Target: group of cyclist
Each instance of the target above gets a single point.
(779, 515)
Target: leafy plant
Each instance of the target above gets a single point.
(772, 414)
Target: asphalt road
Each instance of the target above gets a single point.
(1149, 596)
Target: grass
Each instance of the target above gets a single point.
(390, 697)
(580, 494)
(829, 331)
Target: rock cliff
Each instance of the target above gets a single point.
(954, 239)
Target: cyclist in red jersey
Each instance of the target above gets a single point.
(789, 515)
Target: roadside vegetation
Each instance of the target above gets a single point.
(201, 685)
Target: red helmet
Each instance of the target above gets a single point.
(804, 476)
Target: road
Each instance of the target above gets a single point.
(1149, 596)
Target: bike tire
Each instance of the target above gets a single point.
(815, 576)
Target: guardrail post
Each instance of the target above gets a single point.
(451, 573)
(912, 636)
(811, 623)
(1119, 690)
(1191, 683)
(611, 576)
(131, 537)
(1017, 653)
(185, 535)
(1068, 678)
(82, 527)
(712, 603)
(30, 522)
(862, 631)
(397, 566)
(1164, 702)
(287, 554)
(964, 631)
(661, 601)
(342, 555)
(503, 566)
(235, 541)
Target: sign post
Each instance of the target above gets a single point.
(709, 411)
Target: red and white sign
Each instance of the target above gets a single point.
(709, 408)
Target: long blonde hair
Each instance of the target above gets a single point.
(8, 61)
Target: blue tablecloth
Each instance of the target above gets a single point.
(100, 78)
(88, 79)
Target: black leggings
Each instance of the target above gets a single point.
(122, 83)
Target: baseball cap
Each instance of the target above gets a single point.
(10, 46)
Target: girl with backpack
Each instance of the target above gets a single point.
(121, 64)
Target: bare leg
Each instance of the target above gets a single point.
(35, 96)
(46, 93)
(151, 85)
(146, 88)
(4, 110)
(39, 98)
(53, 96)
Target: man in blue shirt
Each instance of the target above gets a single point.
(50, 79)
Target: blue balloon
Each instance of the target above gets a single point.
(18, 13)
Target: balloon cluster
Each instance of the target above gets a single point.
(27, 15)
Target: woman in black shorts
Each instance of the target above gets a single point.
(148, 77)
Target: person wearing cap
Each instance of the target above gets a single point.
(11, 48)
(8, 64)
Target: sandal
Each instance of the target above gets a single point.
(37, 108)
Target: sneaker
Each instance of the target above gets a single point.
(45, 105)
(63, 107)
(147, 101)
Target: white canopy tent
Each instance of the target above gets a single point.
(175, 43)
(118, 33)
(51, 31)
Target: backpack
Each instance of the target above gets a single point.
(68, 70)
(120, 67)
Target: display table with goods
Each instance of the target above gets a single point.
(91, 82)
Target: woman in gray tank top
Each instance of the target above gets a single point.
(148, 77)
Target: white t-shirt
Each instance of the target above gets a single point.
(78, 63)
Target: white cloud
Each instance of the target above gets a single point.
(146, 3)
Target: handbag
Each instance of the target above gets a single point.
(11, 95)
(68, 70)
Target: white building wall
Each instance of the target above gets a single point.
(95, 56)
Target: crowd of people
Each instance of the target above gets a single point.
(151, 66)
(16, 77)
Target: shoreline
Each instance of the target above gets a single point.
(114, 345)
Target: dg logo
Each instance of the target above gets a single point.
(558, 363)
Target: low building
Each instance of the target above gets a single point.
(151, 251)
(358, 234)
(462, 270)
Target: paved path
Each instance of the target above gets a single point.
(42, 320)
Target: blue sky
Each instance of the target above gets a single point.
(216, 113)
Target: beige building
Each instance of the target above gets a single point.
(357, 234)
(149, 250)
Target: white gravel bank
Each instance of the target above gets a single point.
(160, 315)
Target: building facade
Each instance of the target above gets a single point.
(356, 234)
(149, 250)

· · · · ·

• DO THIS:
Copy the data from the line with "Target: blue sky" through the end of the data, changing every "building" to "structure" and keeping all else the same.

• PROBLEM SOLUTION:
Target: blue sky
Each instance of the target above gets a single point.
(216, 113)
Target: beige structure
Each instance of the target above gets a single point.
(357, 234)
(149, 250)
Target: white gravel bank
Each instance of the target above gets a single point.
(160, 315)
Target: structure facade
Each instance of the target above gets a single point.
(356, 234)
(149, 250)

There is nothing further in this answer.